**Your task**.
Rescale the records below by rewriting every line, instructions included, with each x and y point coordinate in the answers multiplied by 1.15 and rounded to the nearest whole number (halves round up). Leave the pictures out of your response.
________________________
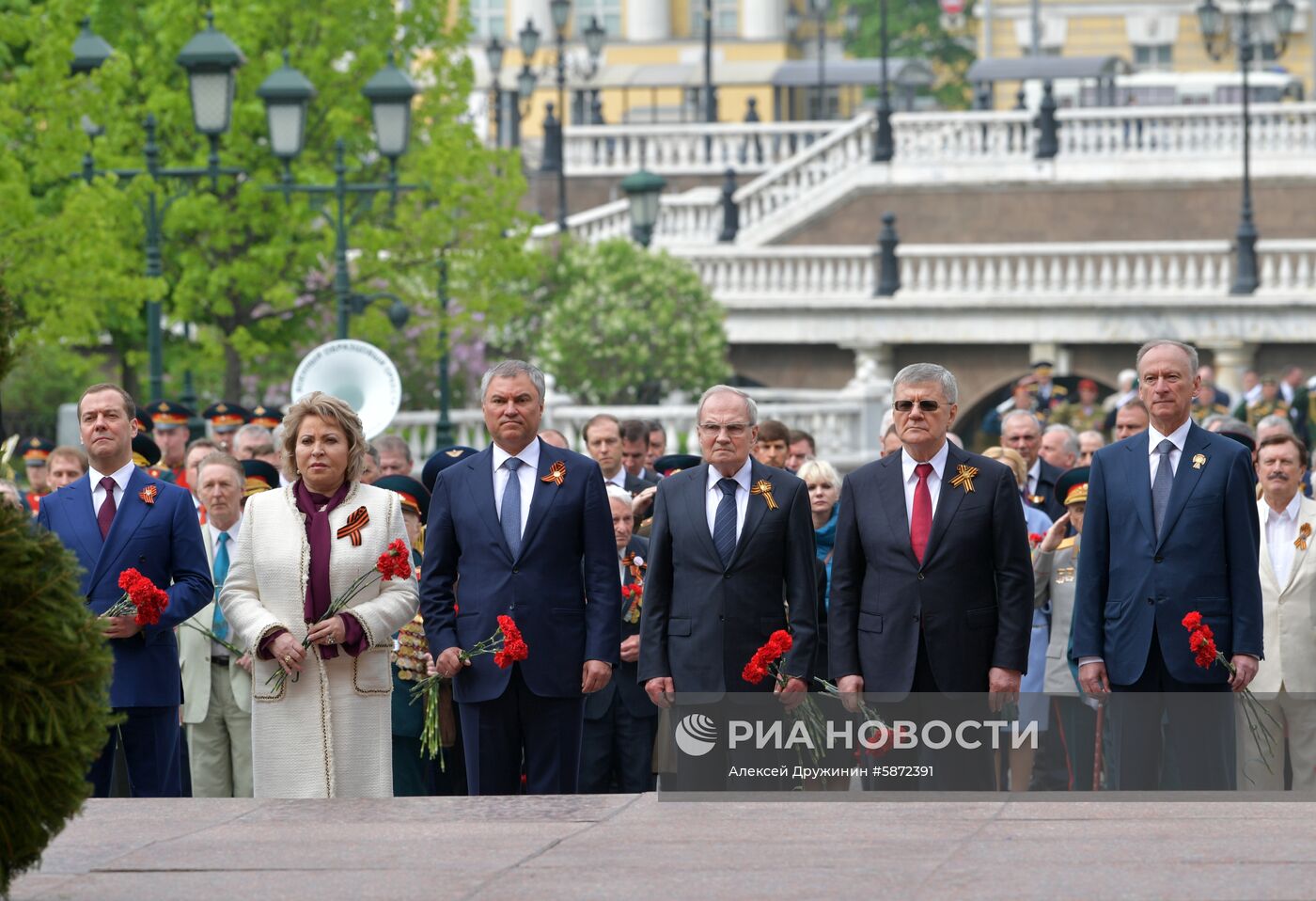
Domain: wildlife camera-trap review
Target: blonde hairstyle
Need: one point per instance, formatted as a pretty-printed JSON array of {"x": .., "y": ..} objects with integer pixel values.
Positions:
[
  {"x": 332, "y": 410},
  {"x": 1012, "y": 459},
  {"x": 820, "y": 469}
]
________________________
**Full response**.
Domain: wildlife camera-trap review
Target: blonde hairstyle
Need: one point per instance, formatted as a pretty-printed JSON array of {"x": .., "y": ..} objects with integer pixel values.
Positions:
[
  {"x": 382, "y": 472},
  {"x": 1164, "y": 528},
  {"x": 943, "y": 539}
]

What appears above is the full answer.